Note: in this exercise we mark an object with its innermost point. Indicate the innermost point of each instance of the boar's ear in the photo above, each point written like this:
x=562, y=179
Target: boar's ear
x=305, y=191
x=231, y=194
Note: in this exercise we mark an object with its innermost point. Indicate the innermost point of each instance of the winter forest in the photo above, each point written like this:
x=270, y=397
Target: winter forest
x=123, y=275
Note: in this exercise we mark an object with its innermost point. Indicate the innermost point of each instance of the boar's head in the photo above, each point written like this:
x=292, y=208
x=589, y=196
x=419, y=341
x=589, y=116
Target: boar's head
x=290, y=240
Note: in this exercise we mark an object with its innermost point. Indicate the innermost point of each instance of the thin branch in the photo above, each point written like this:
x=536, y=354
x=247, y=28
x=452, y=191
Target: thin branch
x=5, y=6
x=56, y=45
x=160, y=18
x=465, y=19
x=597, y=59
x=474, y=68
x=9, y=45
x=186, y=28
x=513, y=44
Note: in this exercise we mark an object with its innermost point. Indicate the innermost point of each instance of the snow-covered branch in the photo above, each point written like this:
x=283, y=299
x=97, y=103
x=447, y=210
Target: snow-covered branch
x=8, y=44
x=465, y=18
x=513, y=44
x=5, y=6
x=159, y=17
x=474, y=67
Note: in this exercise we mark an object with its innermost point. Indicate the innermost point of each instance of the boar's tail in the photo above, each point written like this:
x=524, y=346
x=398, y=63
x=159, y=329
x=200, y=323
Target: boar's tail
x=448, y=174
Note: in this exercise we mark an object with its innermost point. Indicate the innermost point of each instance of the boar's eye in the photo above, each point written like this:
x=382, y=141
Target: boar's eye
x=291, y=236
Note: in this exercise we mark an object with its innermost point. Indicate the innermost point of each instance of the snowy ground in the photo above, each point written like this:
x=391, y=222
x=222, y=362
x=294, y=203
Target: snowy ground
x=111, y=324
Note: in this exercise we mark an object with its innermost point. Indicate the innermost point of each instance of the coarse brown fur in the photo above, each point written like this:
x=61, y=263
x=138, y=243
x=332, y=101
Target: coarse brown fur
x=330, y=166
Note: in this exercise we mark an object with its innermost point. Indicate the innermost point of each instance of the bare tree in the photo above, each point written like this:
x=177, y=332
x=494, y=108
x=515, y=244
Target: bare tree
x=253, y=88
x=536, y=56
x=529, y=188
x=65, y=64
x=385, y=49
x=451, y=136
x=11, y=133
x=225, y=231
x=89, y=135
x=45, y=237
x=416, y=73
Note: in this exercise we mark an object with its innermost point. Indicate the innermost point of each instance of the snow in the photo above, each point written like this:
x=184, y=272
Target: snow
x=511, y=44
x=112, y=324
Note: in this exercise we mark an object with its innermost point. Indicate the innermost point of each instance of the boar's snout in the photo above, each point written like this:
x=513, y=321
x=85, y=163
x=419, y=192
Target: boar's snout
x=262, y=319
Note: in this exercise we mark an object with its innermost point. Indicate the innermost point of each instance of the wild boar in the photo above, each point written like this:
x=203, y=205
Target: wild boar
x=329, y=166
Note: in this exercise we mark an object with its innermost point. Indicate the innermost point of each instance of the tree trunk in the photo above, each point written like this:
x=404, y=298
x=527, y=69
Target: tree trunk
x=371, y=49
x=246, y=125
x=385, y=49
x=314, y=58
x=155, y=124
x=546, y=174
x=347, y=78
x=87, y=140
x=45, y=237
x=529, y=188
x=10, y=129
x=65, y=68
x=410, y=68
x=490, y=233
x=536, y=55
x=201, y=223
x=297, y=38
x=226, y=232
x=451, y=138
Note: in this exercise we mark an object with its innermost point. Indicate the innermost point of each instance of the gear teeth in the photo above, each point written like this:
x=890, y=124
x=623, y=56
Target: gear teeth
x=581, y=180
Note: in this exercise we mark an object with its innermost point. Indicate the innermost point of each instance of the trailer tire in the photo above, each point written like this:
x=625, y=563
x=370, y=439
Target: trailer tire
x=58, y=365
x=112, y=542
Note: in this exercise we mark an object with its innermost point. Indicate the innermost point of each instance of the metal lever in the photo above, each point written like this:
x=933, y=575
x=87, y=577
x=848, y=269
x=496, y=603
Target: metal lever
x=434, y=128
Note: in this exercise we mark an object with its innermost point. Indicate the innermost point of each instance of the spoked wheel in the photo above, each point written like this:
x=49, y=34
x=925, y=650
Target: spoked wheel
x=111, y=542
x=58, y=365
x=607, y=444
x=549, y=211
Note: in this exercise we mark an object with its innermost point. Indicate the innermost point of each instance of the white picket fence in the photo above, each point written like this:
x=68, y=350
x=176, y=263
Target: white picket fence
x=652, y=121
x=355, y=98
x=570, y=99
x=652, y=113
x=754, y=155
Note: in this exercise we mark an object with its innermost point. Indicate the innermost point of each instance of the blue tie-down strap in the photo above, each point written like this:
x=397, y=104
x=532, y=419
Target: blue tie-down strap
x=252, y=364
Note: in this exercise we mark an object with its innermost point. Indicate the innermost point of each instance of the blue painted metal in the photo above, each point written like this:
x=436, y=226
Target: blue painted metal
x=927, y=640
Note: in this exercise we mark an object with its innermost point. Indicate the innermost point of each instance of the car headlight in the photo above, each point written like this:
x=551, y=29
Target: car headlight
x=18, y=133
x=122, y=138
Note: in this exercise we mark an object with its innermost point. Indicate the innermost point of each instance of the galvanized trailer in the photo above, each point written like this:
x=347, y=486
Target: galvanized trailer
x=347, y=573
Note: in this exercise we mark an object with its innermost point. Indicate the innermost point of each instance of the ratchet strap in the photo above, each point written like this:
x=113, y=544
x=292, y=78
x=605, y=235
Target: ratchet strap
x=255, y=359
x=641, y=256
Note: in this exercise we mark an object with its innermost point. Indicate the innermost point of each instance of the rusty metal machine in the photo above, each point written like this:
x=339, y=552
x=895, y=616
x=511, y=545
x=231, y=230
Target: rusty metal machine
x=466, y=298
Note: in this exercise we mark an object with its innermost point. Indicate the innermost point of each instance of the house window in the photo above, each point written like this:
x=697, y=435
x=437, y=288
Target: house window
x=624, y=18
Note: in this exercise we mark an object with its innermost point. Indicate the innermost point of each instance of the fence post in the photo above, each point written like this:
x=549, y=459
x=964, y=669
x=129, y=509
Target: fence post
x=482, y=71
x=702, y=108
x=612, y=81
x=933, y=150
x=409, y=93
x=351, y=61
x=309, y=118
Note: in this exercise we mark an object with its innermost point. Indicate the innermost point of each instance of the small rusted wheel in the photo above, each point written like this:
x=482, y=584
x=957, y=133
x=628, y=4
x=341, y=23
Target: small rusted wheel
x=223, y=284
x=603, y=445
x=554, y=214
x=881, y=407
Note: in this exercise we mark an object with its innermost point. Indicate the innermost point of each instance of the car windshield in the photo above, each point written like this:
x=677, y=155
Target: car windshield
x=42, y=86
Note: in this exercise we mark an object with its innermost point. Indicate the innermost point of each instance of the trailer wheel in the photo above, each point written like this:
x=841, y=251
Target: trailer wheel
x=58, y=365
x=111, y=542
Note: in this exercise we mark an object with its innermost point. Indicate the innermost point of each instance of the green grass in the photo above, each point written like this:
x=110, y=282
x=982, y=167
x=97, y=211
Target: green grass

• [Instruction]
Rewrite all the rows above with "innermost point" changed to "central point" wherever it occurs, leaving everything else unchanged.

• [Correct response]
Note: in this exercise we mark an object with its central point. Indicate the central point of each instance of the boar's ear in the photo above, each point written like this:
x=562, y=179
Target: boar's ear
x=305, y=191
x=231, y=194
Note: in this exercise we mark an object with its central point. Indicate the central point of each instance of the winter forest in the photo above, each point written like this:
x=270, y=397
Target: winter forest
x=123, y=275
Note: in this exercise we mark an object with its central point. Indicate the central point of each instance of the boar's head in the photo above, each point written like this:
x=292, y=208
x=589, y=196
x=419, y=341
x=589, y=116
Target: boar's head
x=290, y=240
Note: in this exercise we mark an object with its central point. Indicate the central point of each instance of the thin branch in the photo above, each point written like this:
x=536, y=354
x=247, y=28
x=452, y=191
Target: thin branch
x=5, y=6
x=56, y=45
x=160, y=18
x=465, y=19
x=597, y=59
x=474, y=68
x=9, y=45
x=186, y=28
x=513, y=44
Note: in this exercise we mark an object with its central point. Indicate the central point of each instance of the snow-covered branch in the photo above, each point written like this:
x=283, y=299
x=97, y=103
x=447, y=210
Target: snow-covered branch
x=8, y=44
x=465, y=18
x=513, y=44
x=5, y=6
x=159, y=17
x=474, y=67
Note: in this exercise we mark an object with its central point. Indicate the central point of each instance of the boar's tail in the photo above, each point written like this:
x=524, y=346
x=398, y=63
x=159, y=329
x=200, y=323
Target: boar's tail
x=448, y=174
Note: in this exercise we mark an object with its central point. Indicate the central point of each instance of the boar's eye in the photo above, each point written like this:
x=382, y=141
Target: boar's eye
x=291, y=236
Note: in this exercise we mark an object with its central point. Indicate the central point of each instance of the snowy ground in the photo above, each point written like this:
x=391, y=222
x=222, y=362
x=294, y=203
Target: snowy ground
x=111, y=324
Note: in this exercise we mark an object with its central point. Indicate the central point of each instance of the coarse brown fur in the photo above, each point written like this:
x=61, y=263
x=138, y=243
x=332, y=101
Target: coarse brown fur
x=330, y=166
Note: in this exercise we mark an object with its central point. Indicate the central point of each instance of the bare tree in the photo above, each point written like this:
x=177, y=332
x=494, y=108
x=515, y=244
Target: bare tree
x=253, y=88
x=536, y=56
x=529, y=188
x=65, y=64
x=385, y=49
x=451, y=136
x=11, y=133
x=225, y=231
x=89, y=135
x=45, y=237
x=416, y=73
Note: in this exercise we mark an object with its central point. Indicate the central point of each instance of the snow in the photo above, each point written like this:
x=184, y=272
Target: snow
x=511, y=44
x=112, y=324
Note: in this exercise we mark an object with its central point. Indicate the central point of each instance of the boar's snout in the photo above, each point written like this:
x=513, y=321
x=85, y=163
x=419, y=192
Target: boar's snout
x=262, y=319
Note: in this exercise we mark an object with its central point. Indicate the central point of each instance of the wild boar in the photo above, each point written like this:
x=203, y=205
Target: wild boar
x=329, y=166
Note: in this exercise we mark an object with its central point. Indicate the central point of each instance of the tree trunk in the photo above, each point written like this:
x=404, y=298
x=527, y=69
Target: tree trunk
x=371, y=49
x=246, y=125
x=385, y=49
x=314, y=58
x=155, y=124
x=546, y=174
x=347, y=78
x=87, y=140
x=45, y=237
x=529, y=188
x=10, y=129
x=65, y=68
x=410, y=68
x=490, y=233
x=536, y=55
x=201, y=223
x=297, y=38
x=226, y=232
x=451, y=138
Note: in this exercise we mark an object with its central point. Indicate the central point of each instance of the gear teeth in the photo above, each point written like this:
x=890, y=124
x=623, y=56
Target: gear teeth
x=581, y=180
Note: in this exercise we mark an object with its central point. Indicate the central point of each instance of the trailer tire in the photo above, each point written like this:
x=625, y=563
x=370, y=439
Target: trailer tire
x=58, y=365
x=112, y=542
Note: in this exercise we mark an object with its central point. Indicate the central point of each instance of the metal lever in the photo above, each point written like this:
x=933, y=575
x=87, y=577
x=848, y=269
x=496, y=603
Target: metal lever
x=434, y=128
Note: in this exercise we mark an object with its central point. Indicate the central point of each instance of the spoked wheel in the photo above, each point written like this:
x=49, y=34
x=925, y=650
Target: spoked wheel
x=111, y=542
x=58, y=365
x=607, y=444
x=549, y=211
Note: in this exercise we mark an object with its central point. Indicate the central point of each instance of the white picket fence in the photo above, each point written like this:
x=68, y=350
x=176, y=263
Target: white picket fence
x=652, y=121
x=355, y=98
x=570, y=99
x=652, y=113
x=754, y=155
Note: in this exercise we mark an object with its central point. Indicate the central point of each instance of the blue tie-down strap in the photo above, each point written like this:
x=397, y=104
x=532, y=419
Target: blue tie-down strap
x=252, y=364
Note: in this exercise we mark an object with its central point. Indicate the central point of each instance of the blue painted metal in the photo above, each point written like this:
x=436, y=226
Target: blue painted metal
x=927, y=640
Note: in this exercise we mark an object with its central point. Indicate the central point of each instance of the car headlight in the photo above, each point written like this:
x=551, y=29
Target: car headlight
x=18, y=133
x=122, y=138
Note: in this exercise we mark an object with its central point. Indicate the central point of each instance of the galvanized trailer in the photo above, each point written like this:
x=347, y=486
Target: galvanized trailer
x=347, y=573
Note: in this exercise we mark an object with its central point. Indicate the central point of each instance of the ratchet strap in the photo above, each point written like this:
x=113, y=544
x=292, y=78
x=605, y=235
Target: ratchet strap
x=255, y=359
x=641, y=256
Note: in this exercise we mark an object with its central point. Indicate the central point of each instance of the rusty metal machine in the photo above, each point written like this:
x=339, y=552
x=895, y=616
x=511, y=545
x=231, y=230
Target: rusty metal machine
x=466, y=298
Note: in this exercise we mark an object with its central point. Indicate the central point of each instance of the house window in the photo above, each point written like this:
x=697, y=435
x=437, y=288
Target: house window
x=624, y=18
Note: in this exercise we mark an object with its central point. Indicate the central point of each instance of the fence post in the photo above, each point written like this:
x=549, y=459
x=964, y=669
x=129, y=509
Target: fence post
x=482, y=71
x=702, y=108
x=612, y=81
x=933, y=150
x=409, y=93
x=351, y=61
x=309, y=118
Note: in this exercise we mark an object with its central point. Indicate the central point of each instance of the small rusted wheel in the photo above, each point written like this:
x=482, y=584
x=957, y=133
x=628, y=4
x=341, y=23
Target: small rusted wheel
x=223, y=284
x=603, y=445
x=554, y=214
x=881, y=407
Note: in this exercise we mark an object with its central point. Indicate the central point of each instance of the car windshield in the photo above, each point written like this:
x=677, y=155
Target: car windshield
x=42, y=86
Note: in this exercise we mark an object with its central point. Indicate the central point of each instance of the trailer wheel in the photo above, each point written like this:
x=841, y=251
Target: trailer wheel
x=58, y=365
x=111, y=542
Note: in this exercise we mark an object with its central point. Indicate the central point of each instance of the green grass in the photo above, each point written like this:
x=110, y=282
x=982, y=167
x=97, y=211
Target: green grass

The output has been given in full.